━━━━━ TRECHO APRESENTADO ━━━━━

Observa Cox existir hoje tendência chamada de “teologia de processo”, segundo a qual Deus deseja ser dotado dos atributos clássicos, ainda não os possui em plenitude, mas está a se mover nessa direção. O que resolveria comodamente o embaraçoso problema de explicar como um deus que tudo pode e tudo sabe tolera tanto desconserto no mundo. É essa “perfeição em processo” que explicaria a frequência de crises apocalípticas, mesmo agora que a liberdade de capitais substituiu por toda a parte a feia heresia dos controles governamentais.
Divina onipotência é a capacidade de criar algo do nada e de converter em nada alguma coisa. No caso em tela, como na transubstanciação, o Mercado é capaz de transformar em mercadoria tudo o que seja mais sagrado: a natureza, as espécies biológicas ameaçadas, o corpo humano, seu sangue, seus órgãos, os genes, o princípio mesmo da vida _tudo está à venda.

━━━━━ INFORMAÇÕES REGISTRADAS ━━━━━

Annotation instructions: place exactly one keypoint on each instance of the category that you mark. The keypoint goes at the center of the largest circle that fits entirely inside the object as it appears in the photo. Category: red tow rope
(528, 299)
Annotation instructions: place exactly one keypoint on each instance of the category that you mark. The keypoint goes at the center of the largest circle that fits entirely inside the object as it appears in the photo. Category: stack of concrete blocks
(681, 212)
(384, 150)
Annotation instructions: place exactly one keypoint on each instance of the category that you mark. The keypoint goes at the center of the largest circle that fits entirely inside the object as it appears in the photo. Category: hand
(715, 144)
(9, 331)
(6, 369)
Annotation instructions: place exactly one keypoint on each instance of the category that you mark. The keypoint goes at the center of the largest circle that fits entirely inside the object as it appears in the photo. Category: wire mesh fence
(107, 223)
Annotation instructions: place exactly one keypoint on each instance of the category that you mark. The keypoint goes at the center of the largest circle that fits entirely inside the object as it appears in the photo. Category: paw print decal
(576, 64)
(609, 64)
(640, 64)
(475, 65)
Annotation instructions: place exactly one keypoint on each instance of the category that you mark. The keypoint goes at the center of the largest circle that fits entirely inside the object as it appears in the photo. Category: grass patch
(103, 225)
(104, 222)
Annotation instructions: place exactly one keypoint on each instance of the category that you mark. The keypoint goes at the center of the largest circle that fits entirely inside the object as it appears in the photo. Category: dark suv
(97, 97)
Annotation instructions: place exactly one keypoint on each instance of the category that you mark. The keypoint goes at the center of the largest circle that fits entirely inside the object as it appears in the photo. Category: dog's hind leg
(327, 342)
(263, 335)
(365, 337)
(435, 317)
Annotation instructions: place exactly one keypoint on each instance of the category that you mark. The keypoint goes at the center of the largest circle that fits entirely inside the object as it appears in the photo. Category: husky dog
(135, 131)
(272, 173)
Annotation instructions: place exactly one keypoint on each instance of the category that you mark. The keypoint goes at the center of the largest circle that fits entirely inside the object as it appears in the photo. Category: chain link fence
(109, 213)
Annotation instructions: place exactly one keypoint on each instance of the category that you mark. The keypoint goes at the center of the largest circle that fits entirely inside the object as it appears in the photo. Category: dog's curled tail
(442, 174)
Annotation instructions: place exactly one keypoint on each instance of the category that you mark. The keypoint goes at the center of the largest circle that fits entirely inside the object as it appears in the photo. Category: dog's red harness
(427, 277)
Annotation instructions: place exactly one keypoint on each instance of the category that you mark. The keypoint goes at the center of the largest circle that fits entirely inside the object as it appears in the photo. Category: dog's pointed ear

━━━━━

Transcreva a parte do trecho apresentado que vai de “Observa Cox existir” até “está à venda.”, incluindo essas palavras. As linhas registradas não têm nenhum papel nesta atividade.

Observa Cox existir hoje tendência chamada de “teologia de processo”, segundo a qual Deus deseja ser dotado dos atributos clássicos, ainda não os possui em plenitude, mas está a se mover nessa direção. O que resolveria comodamente o embaraçoso problema de explicar como um deus que tudo pode e tudo sabe tolera tanto desconserto no mundo. É essa “perfeição em processo” que explicaria a frequência de crises apocalípticas, mesmo agora que a liberdade de capitais substituiu por toda a parte a feia heresia dos controles governamentais.
Divina onipotência é a capacidade de criar algo do nada e de converter em nada alguma coisa. No caso em tela, como na transubstanciação, o Mercado é capaz de transformar em mercadoria tudo o que seja mais sagrado: a natureza, as espécies biológicas ameaçadas, o corpo humano, seu sangue, seus órgãos, os genes, o princípio mesmo da vida _tudo está à venda.